───── EXERCISE MATERIAL ─────

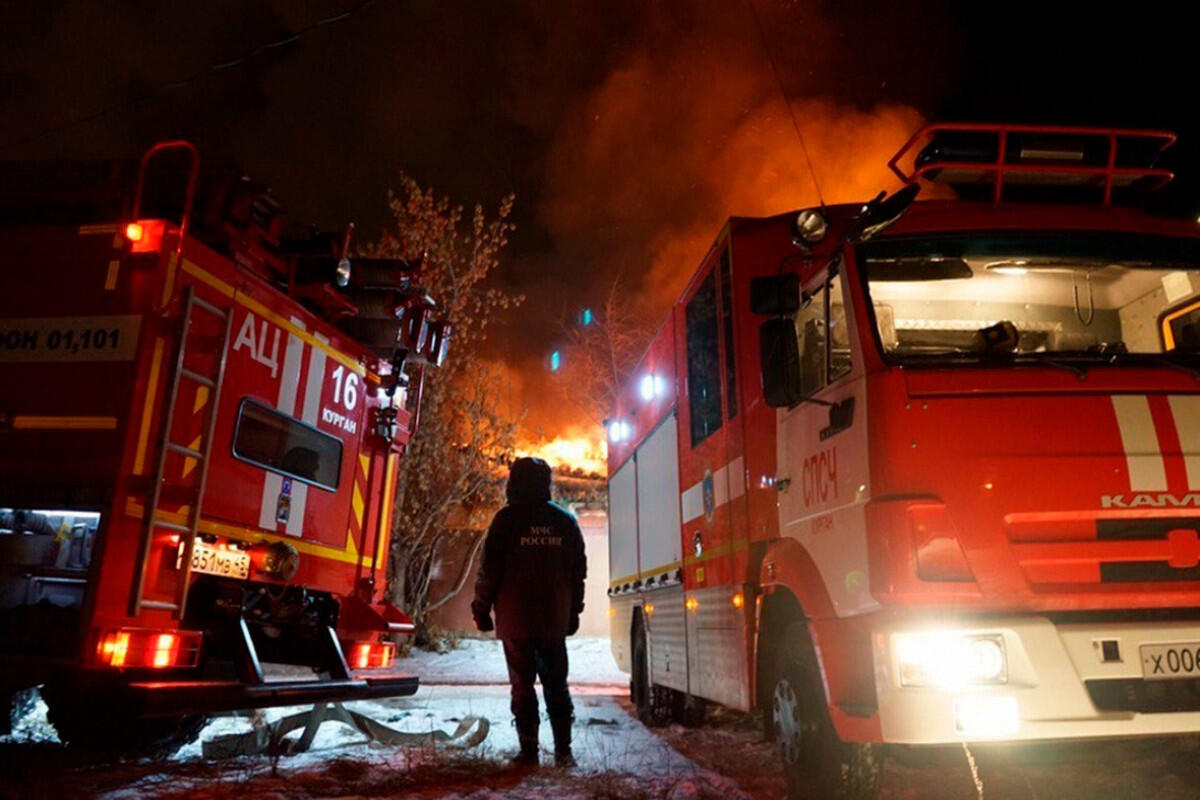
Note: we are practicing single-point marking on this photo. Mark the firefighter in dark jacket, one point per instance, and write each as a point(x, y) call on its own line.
point(532, 575)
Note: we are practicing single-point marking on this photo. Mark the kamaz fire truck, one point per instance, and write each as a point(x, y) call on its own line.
point(201, 420)
point(925, 473)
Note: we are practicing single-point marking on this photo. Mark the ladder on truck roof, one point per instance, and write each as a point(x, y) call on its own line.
point(154, 519)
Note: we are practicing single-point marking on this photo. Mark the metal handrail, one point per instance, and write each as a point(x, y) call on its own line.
point(193, 174)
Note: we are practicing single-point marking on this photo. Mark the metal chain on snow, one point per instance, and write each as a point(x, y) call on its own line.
point(1091, 298)
point(975, 770)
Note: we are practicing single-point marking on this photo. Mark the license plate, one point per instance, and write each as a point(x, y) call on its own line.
point(1167, 661)
point(226, 564)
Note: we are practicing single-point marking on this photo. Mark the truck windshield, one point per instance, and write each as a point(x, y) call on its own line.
point(1074, 295)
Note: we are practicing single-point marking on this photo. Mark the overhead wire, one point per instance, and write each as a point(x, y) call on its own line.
point(787, 102)
point(54, 130)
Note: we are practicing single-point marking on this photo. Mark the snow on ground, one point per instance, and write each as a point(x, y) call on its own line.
point(481, 661)
point(617, 756)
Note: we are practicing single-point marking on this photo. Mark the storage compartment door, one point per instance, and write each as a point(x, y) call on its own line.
point(623, 525)
point(658, 503)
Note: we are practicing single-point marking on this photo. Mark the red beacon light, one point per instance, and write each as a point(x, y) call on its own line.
point(372, 655)
point(145, 235)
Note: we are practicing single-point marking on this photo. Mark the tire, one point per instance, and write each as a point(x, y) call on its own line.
point(653, 703)
point(688, 709)
point(88, 723)
point(816, 763)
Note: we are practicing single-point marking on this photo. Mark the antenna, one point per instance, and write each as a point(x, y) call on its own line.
point(783, 91)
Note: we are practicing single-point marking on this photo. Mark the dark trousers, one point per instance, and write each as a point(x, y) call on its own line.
point(545, 659)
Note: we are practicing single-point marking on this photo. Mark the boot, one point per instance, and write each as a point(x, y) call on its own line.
point(527, 734)
point(562, 729)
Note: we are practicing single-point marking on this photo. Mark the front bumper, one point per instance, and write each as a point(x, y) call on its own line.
point(1057, 680)
point(175, 697)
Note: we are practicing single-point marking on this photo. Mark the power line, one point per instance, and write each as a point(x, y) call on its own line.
point(54, 130)
point(783, 91)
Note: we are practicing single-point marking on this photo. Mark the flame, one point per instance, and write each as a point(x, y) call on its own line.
point(581, 451)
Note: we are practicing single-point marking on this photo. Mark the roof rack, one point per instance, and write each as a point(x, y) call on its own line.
point(981, 152)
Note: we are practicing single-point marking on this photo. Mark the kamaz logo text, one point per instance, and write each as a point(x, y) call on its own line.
point(1151, 500)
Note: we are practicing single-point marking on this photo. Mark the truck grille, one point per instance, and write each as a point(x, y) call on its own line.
point(1145, 696)
point(1105, 551)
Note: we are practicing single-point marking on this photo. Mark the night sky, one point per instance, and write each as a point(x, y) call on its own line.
point(628, 130)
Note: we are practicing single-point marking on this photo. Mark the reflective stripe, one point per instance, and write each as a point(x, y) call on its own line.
point(28, 422)
point(1186, 409)
point(312, 389)
point(289, 384)
point(1144, 457)
point(139, 458)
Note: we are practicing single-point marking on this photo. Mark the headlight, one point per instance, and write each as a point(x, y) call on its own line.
point(951, 660)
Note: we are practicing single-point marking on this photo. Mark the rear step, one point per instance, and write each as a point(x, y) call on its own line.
point(171, 698)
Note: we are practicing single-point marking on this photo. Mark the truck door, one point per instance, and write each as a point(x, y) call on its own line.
point(713, 489)
point(822, 444)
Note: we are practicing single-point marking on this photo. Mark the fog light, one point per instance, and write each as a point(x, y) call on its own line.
point(987, 717)
point(949, 660)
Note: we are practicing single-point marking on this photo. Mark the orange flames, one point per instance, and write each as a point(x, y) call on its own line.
point(684, 132)
point(579, 451)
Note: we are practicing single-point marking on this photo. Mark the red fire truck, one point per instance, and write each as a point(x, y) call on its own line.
point(201, 420)
point(925, 473)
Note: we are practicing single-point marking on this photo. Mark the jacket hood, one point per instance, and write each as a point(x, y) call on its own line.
point(528, 481)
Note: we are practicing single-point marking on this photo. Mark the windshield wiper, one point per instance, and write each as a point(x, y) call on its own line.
point(1074, 368)
point(1168, 361)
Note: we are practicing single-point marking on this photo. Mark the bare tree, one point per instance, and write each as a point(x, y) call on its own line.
point(599, 355)
point(467, 432)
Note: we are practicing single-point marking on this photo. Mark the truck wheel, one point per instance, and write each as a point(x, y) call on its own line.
point(91, 725)
point(816, 763)
point(653, 703)
point(688, 709)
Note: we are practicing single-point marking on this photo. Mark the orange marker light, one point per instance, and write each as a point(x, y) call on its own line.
point(115, 648)
point(363, 655)
point(165, 650)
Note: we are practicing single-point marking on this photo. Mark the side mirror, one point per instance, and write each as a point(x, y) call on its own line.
point(883, 211)
point(780, 358)
point(775, 294)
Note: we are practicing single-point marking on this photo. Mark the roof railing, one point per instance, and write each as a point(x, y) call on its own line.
point(1002, 166)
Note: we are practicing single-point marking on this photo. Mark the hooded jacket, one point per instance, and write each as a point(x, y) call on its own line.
point(534, 565)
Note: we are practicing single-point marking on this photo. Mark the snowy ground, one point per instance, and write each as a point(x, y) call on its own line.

─────

JOB »
Present everything in the listing from the line containing "the antenna, one" down to the line containing "point(545, 659)" as a Markdown table with the columns Row and Line. Number each line and leave out blank lines.

EXERCISE RESPONSE »
| Row | Line |
|---|---|
| 1 | Note: we are practicing single-point marking on this photo. Mark the antenna, one point per instance, and write each as a point(x, y) call on its own line. |
| 2 | point(783, 91) |
| 3 | Note: we are practicing single-point marking on this photo. Mark the dark trousers, one point per instance, and write each as a point(x, y) call on its own line. |
| 4 | point(545, 659) |